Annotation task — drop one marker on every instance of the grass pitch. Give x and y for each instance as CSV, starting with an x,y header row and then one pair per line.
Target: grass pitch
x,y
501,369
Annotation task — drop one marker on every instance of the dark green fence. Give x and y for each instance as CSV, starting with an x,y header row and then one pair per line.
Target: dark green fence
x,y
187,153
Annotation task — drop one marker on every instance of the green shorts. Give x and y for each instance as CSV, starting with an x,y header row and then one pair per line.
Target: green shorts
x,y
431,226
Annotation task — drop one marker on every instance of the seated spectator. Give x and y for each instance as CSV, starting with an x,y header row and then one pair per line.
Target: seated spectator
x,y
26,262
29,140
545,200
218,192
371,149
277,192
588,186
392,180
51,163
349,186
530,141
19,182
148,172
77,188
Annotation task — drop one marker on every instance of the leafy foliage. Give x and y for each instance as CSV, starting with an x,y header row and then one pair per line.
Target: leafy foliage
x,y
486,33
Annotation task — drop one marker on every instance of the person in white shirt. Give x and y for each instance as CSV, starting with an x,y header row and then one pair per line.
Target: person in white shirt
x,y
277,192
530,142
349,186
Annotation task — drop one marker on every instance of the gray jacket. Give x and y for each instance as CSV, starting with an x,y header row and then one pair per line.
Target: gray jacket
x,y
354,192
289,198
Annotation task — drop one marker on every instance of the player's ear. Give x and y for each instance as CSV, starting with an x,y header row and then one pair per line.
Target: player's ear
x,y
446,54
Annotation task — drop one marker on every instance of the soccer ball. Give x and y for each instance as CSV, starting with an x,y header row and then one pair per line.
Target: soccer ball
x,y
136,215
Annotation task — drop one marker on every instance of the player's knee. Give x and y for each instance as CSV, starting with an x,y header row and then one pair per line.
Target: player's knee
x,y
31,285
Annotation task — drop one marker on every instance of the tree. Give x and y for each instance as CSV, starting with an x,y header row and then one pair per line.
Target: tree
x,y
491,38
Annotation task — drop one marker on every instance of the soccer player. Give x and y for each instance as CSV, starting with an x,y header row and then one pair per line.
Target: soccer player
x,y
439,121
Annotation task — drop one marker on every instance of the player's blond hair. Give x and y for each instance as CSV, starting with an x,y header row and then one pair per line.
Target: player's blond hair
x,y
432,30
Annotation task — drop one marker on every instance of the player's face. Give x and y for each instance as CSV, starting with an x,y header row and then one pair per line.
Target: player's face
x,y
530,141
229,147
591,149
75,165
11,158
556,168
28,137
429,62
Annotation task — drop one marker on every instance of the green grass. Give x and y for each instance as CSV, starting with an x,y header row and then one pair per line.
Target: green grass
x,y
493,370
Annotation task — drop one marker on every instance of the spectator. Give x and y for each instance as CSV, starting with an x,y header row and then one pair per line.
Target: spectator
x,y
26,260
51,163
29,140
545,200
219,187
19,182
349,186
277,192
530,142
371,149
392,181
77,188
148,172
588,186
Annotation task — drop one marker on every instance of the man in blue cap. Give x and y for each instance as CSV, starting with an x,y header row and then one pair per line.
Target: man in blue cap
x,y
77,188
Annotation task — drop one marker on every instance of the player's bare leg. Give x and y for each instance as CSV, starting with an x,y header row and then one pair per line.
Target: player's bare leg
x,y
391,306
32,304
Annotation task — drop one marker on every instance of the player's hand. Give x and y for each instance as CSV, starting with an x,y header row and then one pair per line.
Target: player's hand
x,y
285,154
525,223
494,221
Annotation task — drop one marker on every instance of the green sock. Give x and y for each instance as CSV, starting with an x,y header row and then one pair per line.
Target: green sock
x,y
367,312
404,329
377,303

====

__TASK TO CARRY OUT__.
Output the lines from the line containing "in blue cap." to the end, both included; add nothing.

__WRITTEN ANSWER__.
Annotation task — drop one marker on every instance of the man in blue cap. Give x and y for each instance as CSV, starting with an x,y header row and then one pair per line.
Target: man in blue cap
x,y
77,188
Annotation task — drop one marker on every instance of the player's bare leg. Give x and y for each instance as CSV, starting with an x,y header row and then one pair per line.
Target: player's bare leg
x,y
391,306
32,304
Annotation task — drop one marker on every instance of the player's hand. Give x and y for each instance as CSV, starting with an x,y header row and then one pair per line.
Target: player's hand
x,y
285,154
525,223
494,221
Annotation task — drop one marker on every instance of the green sock. Give x and y for each instance as CSV, starting with an x,y header row and then one pair per line.
Target: green sock
x,y
367,312
404,329
377,303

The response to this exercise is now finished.